Aim of the exercise:
Transcribe each entry so that it matches the original exactly.

Natural-language object grounding data:
════════
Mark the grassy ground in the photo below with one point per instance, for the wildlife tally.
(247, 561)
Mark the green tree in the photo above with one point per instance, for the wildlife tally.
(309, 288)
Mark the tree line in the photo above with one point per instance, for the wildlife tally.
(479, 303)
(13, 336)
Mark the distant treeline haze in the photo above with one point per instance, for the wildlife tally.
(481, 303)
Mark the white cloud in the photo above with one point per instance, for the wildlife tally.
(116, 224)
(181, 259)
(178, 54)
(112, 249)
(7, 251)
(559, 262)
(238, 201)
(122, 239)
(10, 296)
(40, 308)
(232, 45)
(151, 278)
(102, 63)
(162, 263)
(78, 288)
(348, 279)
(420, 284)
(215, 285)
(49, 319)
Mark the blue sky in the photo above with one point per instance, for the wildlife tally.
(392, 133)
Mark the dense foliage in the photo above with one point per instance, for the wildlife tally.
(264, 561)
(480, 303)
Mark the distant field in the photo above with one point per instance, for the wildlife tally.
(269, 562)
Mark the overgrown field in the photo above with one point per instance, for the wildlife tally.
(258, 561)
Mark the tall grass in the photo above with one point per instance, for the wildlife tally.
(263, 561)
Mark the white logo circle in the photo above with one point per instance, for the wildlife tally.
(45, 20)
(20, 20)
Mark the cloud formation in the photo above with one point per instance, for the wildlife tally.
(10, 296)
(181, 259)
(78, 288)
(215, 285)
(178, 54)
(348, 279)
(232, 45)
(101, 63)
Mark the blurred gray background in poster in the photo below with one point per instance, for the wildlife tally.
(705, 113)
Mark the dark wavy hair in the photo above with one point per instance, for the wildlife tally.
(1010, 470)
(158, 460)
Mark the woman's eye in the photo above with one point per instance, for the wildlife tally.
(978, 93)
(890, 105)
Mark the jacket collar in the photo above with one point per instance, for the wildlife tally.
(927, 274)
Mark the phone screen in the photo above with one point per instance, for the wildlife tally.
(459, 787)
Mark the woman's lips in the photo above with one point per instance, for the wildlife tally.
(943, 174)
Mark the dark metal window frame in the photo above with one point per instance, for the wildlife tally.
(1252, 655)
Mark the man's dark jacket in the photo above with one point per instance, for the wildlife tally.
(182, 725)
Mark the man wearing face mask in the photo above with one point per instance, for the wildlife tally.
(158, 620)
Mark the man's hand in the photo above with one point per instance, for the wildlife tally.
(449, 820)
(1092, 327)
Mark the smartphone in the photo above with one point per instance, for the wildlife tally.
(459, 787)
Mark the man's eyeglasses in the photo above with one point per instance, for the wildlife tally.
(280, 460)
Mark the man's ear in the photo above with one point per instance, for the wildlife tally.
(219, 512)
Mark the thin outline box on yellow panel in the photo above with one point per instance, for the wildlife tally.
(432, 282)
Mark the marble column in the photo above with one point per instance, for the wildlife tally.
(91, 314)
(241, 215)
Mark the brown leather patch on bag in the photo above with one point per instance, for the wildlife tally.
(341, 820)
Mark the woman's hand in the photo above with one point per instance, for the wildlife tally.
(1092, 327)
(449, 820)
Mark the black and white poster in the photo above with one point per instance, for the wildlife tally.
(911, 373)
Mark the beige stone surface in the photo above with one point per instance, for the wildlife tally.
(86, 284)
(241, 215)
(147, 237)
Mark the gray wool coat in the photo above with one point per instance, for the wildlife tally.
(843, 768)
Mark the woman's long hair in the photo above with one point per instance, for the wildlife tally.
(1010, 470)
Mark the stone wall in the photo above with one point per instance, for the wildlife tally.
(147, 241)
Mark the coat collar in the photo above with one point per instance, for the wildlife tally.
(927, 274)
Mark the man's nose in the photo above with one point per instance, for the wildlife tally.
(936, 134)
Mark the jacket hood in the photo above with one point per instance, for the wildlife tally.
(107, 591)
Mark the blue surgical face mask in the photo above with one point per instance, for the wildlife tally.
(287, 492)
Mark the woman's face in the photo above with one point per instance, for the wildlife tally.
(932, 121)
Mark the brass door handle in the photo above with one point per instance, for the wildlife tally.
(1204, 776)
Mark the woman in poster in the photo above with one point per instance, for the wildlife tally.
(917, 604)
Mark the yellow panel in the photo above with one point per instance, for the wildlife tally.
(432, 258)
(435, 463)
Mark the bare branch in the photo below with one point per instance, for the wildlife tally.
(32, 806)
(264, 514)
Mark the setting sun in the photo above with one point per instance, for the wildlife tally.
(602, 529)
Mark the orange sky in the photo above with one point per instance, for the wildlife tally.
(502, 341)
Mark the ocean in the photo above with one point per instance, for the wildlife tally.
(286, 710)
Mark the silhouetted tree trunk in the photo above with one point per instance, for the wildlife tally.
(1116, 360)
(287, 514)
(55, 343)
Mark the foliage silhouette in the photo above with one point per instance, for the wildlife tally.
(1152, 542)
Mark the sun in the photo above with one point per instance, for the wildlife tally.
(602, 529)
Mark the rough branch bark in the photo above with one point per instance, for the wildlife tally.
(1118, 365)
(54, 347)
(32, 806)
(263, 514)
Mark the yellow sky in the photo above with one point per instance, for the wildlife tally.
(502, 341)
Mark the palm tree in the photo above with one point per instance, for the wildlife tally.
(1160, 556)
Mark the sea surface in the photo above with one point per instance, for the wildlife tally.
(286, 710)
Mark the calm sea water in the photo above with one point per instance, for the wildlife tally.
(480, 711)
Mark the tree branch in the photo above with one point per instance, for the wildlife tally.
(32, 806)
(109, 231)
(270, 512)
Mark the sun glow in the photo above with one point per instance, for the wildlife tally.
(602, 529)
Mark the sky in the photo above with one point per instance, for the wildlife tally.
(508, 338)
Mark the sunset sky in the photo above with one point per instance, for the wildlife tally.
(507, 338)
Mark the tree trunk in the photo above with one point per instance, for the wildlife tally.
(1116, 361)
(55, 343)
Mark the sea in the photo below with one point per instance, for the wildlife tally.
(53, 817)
════════
Output of the exercise:
Mark the grassy ground in the photo below with one point per instance, for the wildlife tally.
(247, 561)
Mark the green tree in the photo above with one point per instance, for the wildlife tally.
(309, 288)
Mark the tree line in the photo above with one point per instance, for the wildlife tally.
(479, 303)
(13, 336)
Mark the distant treeline haze in the photo above with one point per instance, for the wildlife tally.
(481, 303)
Mark the white cloud in the photo above with one point per instance, for the wildlife tally.
(116, 224)
(181, 259)
(178, 54)
(112, 249)
(7, 251)
(559, 262)
(238, 201)
(122, 239)
(10, 296)
(40, 308)
(232, 45)
(151, 278)
(102, 63)
(162, 263)
(78, 288)
(348, 279)
(420, 284)
(215, 285)
(49, 319)
Mark the blue sky in the photo above with one point per instance, for the wildlife tally.
(392, 133)
Mark the dense foliage in the photo above with one point per instance, for the wildlife tally.
(264, 561)
(480, 303)
Mark the distant field in the photo above with one point per instance, for the wildlife tally.
(269, 562)
Mark the overgrown field in the photo above with one point per instance, for the wildlife tally.
(258, 561)
Mark the tall grass in the photo above with one point per instance, for the wildlife tally.
(263, 561)
Mark the white logo circle in the photo above with one point per instance, for the wildlife tally.
(45, 20)
(20, 20)
Mark the cloud formation in the photo above with one point per instance, for the wildlife tally.
(10, 296)
(181, 259)
(78, 288)
(215, 285)
(178, 54)
(348, 279)
(232, 45)
(101, 63)
Mark the blurred gray background in poster in the photo below with one point per instance, for the wildlife tally.
(705, 113)
Mark the dark wavy hair in the photo above with one point per instance, for the wildlife tally.
(1010, 470)
(158, 460)
Mark the woman's eye in the photo above with one point per instance, for the wildlife tally.
(978, 93)
(890, 105)
Mark the jacket collar in the photo above with one point per instance, for the wildlife tally.
(927, 274)
Mark the phone screen in the photo above with one point per instance, for the wildlife tally.
(459, 787)
Mark the woman's lips in the photo above with one point per instance, for the wildlife tally.
(943, 174)
Mark the dark metal window frame in the photo above with one point per instance, for the wildlife tally.
(1252, 655)
Mark the man's dark jacket in the photo above with one point per instance, for the wildlife tally.
(182, 725)
Mark the man wearing face mask in the photo above with one point per instance, for the wildlife tally.
(158, 620)
Mark the man's hand in the photo above with one point per instance, for the wildlife tally.
(449, 820)
(1092, 327)
Mark the smartphone in the photo above with one point per instance, for the wildlife tally.
(459, 787)
Mark the man's eyeglasses in the photo above with one point per instance, for the wildlife tally.
(280, 460)
Mark the man's ear in the photo above with one point per instance, for the wildlife tally.
(219, 512)
Mark the thin outline box on yellow panel in the photo above with one point per instance, for the wildlife tally.
(432, 282)
Mark the marble column in the photo above with one point per instance, for the wildlife tally.
(91, 314)
(241, 215)
Mark the brown leather patch on bag in the photo above with one point per instance, for the wildlife tally.
(341, 820)
Mark the woman's hand in the photo above with one point per instance, for the wildlife tally.
(1092, 327)
(449, 820)
Mark the black and white poster in the photo above with one point per instance, for the wildlife tally.
(911, 373)
Mark the beige stone surface in the photo above with one point per instance, for the wildlife tally.
(86, 284)
(241, 215)
(147, 237)
Mark the gray wool coat in the photo above with one point per instance, for the wildlife tally.
(843, 768)
Mark the woman's long hair in the photo above with one point per instance, for the wildlife tally.
(1010, 470)
Mark the stone wall in the photo above with one point per instance, for the wildlife tally.
(147, 241)
Mark the coat collar in the photo above with one point per instance, for the wildlife tally.
(927, 274)
Mark the man's nose in the photo above with one point per instance, for the wildlife tally.
(936, 134)
Mark the jacket hood in the photo above with one point per instance, for the wildlife tally.
(107, 591)
Mark the blue surgical face mask in the photo above with one point per instance, for the wildlife tally.
(287, 492)
Mark the woman's face in the photo above with one point per instance, for the wildlife tally.
(932, 121)
Mark the brass door handle in the photo above with one point per instance, for the wildlife tally.
(1204, 776)
Mark the woman in poster in the photo above with one point per instance, for the wildlife tally.
(917, 604)
Mark the yellow panel in the photo above with one point per instance, for the wildlife tally.
(432, 258)
(435, 463)
Mark the bare branch in the photo below with one point per instance, for the wildlife tally.
(32, 806)
(264, 514)
Mark the setting sun in the photo above with one point per instance, for the wildlife tally.
(602, 529)
Mark the orange sky in the photo above with one point per instance, for the wildlife tally.
(502, 341)
Mark the ocean in the photo above with one point per instance, for the wildlife tally.
(286, 710)
Mark the silhouetted tree trunk in the photo above with one point per instance, for the wildlife tally.
(1116, 360)
(287, 514)
(55, 343)
Mark the foliage silhouette in the photo above with one point per instance, for the wildlife tally.
(1152, 542)
Mark the sun in the photo above with one point per instance, for the wildlife tally.
(602, 529)
Mark the rough branch bark in the photo above with one point per instance, for the wildlife tally.
(1118, 365)
(54, 347)
(32, 806)
(263, 514)
Mark the yellow sky in the photo above with one point per instance, for the wildlife tally.
(502, 341)
Mark the palm tree in the photo above with one point per instance, for the wildlife tally.
(1160, 556)
Mark the sea surface in the photo above with one point per instance, for the wildlife tally.
(286, 710)
Mark the calm sea water in the photo above with one point per instance, for the wildlife tally.
(480, 711)
Mark the tree branch in the photo above with one point per instance, for the wildlife tally.
(32, 806)
(109, 231)
(270, 512)
Mark the sun glow in the photo above with one point per instance, for the wildlife tally.
(602, 529)
Mark the sky in the photo above with one point per instance, for the wildlife tally.
(508, 338)
Mark the sunset sky in the photo above with one point per instance, for the wildlife tally.
(507, 338)
Mark the tree trunk in the photo above with one point per instance, for the wildlife tally.
(1116, 361)
(55, 343)
Mark the sea in the photo below with one point per instance, for the wildlife tally.
(53, 817)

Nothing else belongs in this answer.